Supplied text:
§ §
The Clock of the Long Now: Time and Responsibility

Using the design and building of the Clock of the Long Now as a framework, this is a book about the practical use of long-time perspective: how to get it, how to use it, and how to keep it in and out of sight. Here are the central questions it inspires: How do we make long-term thinking automatic and common instead of difficult and rare? One needs the space and reliability to predict continuity to have the confidence not to be afraid of revolutions. Taking the time to think of the future is more essential now than ever, as culture accelerates beyond its ability to be measured.

Rise of the Necrofauna: The Science, Ethics, and Risks of De-Extinction

This book discusses the topic of de-extinction. Wray introduces us to renowned futurists like Stewart Brand and scientists like George Church, who are harnessing the powers of CRISPR gene editing in the hopes of “reviving” extinct passenger pigeons, woolly mammoths, and heath hens. She speaks with Nikita Zimov, who together with his eclectic father Sergey, is creating Siberia’s Pleistocene Park—a daring attempt to rebuild the mammoth’s ancient ecosystem in order to save earth from climate disaster. More cautionary voices are also heard, like those of researcher and award-winning author Beth Shapiro (How to Clone a Woolly Mammoth) and environmental philosopher Thomas van Dooren.

The Sixth Extinction: An Unnatural History

This book tells us why and how human beings have altered life on the planet in a way no species has before. Over the last half-billion years, there have been Five mass extinctions, when the diversity of life on earth suddenly and dramatically contracted. Interweaving research in half a dozen disciplines, descriptions of the fascinating species that have already been lost, and the history of extinction as a concept, Kolbert presents the disappearances occurring before our very eyes. She shows that the sixth extinction is likely to be mankind's most lasting legacy, compelling us to rethink the fundamental question of what it means to be human.
§ §
Given data:
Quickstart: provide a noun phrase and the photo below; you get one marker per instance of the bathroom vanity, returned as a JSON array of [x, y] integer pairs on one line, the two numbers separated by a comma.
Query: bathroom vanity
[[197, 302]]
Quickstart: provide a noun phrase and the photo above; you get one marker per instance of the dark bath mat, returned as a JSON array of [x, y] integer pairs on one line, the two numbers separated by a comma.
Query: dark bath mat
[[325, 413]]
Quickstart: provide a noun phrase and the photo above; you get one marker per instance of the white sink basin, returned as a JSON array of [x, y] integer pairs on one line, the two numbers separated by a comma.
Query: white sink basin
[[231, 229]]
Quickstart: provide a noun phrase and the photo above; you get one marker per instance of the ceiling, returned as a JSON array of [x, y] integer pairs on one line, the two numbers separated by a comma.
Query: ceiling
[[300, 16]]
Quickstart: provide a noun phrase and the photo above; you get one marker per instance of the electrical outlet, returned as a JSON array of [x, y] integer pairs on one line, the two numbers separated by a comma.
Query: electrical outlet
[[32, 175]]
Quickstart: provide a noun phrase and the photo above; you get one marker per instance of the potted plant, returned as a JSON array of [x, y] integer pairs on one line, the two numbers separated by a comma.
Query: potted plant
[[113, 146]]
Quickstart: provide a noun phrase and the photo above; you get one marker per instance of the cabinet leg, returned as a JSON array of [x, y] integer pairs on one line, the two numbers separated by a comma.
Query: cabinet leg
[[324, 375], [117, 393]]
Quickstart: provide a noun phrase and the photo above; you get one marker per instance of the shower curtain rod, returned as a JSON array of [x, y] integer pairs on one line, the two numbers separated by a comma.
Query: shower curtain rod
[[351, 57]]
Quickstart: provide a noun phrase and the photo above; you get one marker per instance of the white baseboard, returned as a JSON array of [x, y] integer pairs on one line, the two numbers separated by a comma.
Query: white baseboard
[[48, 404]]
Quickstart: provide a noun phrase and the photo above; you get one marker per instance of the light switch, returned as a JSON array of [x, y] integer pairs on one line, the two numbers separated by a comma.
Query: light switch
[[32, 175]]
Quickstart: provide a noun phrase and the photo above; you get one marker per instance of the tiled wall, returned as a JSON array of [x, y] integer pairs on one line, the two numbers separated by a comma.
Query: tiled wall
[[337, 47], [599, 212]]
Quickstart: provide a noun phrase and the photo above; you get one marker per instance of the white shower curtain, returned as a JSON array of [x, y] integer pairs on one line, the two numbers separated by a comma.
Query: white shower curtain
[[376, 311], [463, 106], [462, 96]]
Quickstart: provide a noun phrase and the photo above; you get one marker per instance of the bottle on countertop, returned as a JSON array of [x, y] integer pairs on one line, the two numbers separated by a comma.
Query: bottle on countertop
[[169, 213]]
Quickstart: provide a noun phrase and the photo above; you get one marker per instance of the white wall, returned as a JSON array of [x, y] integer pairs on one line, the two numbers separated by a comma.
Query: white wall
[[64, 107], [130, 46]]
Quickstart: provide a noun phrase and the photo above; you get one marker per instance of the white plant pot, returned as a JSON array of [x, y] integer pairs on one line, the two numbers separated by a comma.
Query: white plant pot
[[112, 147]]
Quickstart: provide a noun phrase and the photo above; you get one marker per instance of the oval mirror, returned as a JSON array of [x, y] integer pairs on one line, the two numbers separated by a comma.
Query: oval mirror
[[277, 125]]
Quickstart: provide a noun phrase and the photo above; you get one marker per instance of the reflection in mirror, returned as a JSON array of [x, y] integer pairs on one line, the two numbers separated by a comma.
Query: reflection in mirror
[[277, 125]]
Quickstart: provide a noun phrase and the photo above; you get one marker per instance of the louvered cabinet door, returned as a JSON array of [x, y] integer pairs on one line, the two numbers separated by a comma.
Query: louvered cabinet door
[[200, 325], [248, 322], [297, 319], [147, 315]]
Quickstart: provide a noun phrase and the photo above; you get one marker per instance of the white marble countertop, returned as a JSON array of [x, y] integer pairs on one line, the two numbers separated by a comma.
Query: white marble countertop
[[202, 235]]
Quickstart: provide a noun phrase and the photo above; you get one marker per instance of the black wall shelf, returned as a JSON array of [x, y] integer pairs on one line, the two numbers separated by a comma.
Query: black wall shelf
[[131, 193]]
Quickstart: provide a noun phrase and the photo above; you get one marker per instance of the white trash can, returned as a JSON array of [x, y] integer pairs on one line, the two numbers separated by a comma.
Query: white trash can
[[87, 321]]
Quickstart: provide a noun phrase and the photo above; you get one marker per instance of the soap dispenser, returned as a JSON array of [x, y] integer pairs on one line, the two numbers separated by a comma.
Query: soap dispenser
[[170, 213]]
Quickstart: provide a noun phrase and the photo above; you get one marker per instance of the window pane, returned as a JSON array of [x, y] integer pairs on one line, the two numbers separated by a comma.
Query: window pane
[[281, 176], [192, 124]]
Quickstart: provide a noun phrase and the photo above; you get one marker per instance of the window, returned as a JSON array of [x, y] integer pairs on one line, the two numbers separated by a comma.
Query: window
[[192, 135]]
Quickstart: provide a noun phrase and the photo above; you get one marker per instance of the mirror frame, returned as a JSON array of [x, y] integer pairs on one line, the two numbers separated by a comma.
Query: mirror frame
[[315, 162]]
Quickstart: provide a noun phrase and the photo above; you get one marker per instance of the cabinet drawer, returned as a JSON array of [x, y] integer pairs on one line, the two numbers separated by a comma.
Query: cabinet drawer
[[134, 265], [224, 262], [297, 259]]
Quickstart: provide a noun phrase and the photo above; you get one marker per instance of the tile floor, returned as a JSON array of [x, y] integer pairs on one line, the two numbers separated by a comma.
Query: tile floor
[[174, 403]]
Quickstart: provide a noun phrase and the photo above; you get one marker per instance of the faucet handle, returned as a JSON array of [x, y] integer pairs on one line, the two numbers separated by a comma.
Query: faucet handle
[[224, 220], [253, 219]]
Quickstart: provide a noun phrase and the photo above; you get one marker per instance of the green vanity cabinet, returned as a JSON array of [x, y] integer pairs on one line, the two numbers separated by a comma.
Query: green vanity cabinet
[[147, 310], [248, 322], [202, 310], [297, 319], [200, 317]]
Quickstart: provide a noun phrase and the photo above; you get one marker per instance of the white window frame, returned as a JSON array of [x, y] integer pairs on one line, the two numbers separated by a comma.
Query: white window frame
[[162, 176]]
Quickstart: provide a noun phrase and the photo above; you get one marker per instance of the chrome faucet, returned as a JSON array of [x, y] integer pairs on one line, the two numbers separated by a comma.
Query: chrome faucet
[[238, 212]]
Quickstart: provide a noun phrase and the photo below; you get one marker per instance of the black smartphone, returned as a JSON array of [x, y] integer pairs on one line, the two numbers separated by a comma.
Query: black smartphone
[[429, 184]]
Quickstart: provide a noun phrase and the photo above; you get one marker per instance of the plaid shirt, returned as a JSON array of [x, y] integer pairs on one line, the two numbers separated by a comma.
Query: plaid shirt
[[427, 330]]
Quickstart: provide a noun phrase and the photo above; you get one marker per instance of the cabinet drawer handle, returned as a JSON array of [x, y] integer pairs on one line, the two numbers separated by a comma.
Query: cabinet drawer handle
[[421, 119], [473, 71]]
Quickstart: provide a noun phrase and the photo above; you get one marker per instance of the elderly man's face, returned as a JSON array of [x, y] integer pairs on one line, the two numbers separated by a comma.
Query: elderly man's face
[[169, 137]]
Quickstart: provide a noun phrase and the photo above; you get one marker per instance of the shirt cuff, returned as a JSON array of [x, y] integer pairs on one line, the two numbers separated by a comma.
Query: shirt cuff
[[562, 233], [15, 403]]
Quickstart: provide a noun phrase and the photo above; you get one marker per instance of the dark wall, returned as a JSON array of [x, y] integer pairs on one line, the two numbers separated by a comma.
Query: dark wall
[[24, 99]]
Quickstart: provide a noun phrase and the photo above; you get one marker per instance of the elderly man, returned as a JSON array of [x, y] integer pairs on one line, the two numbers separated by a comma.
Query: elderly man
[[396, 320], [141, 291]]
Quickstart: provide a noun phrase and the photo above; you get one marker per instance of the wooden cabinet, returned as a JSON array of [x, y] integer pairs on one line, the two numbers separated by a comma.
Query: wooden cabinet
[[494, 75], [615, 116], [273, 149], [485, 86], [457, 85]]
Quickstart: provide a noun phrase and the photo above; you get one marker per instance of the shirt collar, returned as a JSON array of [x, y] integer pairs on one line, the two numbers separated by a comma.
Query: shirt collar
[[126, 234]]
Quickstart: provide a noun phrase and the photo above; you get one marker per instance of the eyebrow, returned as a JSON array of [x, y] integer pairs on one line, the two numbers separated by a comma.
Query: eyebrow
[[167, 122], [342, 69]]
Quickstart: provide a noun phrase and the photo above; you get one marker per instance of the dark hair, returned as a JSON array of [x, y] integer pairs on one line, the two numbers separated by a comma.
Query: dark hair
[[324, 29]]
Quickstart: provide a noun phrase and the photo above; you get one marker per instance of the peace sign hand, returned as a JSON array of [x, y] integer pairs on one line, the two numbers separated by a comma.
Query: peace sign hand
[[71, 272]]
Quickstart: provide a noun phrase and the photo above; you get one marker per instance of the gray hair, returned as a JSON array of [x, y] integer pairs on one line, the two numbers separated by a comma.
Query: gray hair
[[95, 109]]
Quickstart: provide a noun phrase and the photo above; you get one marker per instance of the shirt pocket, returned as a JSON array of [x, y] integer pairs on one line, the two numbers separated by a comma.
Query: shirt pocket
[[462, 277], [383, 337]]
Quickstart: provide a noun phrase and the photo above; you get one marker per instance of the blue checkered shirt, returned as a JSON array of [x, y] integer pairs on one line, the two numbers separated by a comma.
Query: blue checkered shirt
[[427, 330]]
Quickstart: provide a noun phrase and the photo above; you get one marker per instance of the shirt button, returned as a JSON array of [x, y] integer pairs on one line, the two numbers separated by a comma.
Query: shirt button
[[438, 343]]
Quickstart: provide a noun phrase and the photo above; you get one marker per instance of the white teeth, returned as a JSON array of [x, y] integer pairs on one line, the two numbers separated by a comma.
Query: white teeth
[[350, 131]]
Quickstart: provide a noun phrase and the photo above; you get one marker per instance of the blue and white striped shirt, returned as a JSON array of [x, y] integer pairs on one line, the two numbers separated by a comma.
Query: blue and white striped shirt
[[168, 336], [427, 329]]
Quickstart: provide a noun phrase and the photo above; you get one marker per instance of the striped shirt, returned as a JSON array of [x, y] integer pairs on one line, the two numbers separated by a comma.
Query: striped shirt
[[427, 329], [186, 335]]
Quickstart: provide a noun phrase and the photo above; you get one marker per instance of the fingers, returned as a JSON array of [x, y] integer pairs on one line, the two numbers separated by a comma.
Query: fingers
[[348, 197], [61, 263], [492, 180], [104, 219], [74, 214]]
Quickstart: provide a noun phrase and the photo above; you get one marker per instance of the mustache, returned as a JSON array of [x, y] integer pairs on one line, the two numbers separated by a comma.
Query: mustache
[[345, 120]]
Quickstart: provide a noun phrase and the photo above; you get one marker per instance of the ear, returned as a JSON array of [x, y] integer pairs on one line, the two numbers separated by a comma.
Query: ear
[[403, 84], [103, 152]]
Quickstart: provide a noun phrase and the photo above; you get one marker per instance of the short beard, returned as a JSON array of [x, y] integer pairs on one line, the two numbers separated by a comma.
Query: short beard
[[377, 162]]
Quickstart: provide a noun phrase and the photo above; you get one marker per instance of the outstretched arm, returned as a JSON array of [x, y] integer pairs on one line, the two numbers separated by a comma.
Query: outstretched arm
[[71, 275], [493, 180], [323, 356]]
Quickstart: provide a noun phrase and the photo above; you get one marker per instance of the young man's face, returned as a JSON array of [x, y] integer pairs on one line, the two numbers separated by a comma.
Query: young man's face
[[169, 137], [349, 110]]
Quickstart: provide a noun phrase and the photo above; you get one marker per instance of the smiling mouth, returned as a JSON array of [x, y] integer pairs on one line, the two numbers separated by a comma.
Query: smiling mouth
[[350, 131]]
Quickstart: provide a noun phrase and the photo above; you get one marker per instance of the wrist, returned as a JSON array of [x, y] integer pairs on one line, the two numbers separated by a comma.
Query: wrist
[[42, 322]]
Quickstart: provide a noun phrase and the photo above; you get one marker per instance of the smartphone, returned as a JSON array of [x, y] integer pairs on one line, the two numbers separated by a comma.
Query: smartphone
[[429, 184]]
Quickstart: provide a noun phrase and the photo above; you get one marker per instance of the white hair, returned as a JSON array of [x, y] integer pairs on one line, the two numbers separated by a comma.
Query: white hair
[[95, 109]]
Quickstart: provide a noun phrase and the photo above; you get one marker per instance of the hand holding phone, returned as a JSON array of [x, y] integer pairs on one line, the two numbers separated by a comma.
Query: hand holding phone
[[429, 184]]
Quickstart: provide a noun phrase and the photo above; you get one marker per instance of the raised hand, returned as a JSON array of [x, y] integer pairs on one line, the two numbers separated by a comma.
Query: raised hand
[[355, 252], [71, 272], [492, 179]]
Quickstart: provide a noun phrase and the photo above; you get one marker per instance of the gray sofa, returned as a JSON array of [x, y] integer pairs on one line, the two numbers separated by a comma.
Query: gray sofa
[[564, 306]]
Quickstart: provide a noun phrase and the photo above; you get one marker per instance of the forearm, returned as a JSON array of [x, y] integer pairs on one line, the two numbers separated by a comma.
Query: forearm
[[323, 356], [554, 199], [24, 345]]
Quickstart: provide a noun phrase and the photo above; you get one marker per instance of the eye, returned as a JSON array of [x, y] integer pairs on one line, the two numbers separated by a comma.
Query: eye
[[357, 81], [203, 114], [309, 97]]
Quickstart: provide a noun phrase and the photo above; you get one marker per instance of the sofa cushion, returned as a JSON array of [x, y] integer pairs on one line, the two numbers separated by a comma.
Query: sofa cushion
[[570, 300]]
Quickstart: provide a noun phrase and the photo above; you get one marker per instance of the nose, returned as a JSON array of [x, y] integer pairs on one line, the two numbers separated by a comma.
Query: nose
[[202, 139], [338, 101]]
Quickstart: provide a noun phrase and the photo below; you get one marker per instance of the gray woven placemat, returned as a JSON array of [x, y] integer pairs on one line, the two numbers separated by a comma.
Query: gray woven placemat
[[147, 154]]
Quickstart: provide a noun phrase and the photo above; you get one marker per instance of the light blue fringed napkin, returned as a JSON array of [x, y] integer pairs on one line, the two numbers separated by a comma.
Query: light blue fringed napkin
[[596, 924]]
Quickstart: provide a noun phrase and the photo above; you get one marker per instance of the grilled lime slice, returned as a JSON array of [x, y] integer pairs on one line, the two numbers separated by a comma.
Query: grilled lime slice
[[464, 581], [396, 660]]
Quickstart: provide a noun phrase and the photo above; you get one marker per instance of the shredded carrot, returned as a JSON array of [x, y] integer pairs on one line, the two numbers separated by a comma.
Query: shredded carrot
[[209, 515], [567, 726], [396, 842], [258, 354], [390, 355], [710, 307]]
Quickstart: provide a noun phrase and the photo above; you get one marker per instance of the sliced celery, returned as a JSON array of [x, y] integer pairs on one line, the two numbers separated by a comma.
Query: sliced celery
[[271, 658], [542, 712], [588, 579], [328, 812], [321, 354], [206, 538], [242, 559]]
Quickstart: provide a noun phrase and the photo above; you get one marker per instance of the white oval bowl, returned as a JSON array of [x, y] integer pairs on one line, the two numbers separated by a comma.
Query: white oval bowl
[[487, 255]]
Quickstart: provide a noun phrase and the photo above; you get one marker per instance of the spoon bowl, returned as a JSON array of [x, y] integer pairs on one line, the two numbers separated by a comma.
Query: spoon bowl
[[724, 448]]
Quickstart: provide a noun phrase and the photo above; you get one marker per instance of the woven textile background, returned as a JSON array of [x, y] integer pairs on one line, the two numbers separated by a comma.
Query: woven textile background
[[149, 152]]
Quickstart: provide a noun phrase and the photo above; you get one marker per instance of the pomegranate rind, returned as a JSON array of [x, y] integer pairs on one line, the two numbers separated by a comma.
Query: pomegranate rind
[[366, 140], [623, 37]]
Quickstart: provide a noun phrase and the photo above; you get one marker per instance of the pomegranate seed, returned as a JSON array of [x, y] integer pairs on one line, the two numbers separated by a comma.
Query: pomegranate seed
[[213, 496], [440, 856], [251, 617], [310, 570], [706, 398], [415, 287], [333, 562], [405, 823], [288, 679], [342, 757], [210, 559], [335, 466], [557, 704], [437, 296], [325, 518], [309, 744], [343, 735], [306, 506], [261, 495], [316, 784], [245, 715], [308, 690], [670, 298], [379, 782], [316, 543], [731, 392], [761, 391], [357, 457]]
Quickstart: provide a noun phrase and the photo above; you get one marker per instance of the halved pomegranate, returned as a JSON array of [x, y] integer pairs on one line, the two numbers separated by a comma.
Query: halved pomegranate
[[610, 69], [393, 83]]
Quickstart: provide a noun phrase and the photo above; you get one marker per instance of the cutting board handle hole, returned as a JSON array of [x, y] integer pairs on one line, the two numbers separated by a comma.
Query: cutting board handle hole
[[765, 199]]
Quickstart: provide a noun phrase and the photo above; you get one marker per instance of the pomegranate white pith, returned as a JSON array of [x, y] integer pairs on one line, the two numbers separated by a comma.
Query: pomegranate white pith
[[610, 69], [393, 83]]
§ §
Instructions:
**A)** List the title of every book described in the book descriptions on time and extinction.
**B)** Pick up the book descriptions on long-term thinking and extinction after their final sentence and carry them on.

Solved problems:
**A)**
The Clock of the Long Now: Time and Responsibility
Rise of the Necrofauna: The Science, Ethics, and Risks of De-Extinction
The Sixth Extinction: An Unnatural History

**B)**
Silent Spring

Published in 1962, this book argues that pesticides should properly be called “biocides” because of their impact on organisms other than the target pests. Specifically, Carson noted the harm DDT inflicted on bird populations and warned of a future spring characterized by the lack of birdsong. She also questioned the then-dominant paradigm of scientific progress and the philosophical belief that man was destined to exert control over nature. She argued that the success of pesticides is necessarily limited because the target pests tend to develop immunity, while risks to humans and the environment will increase as the pesticides accumulate in the environment.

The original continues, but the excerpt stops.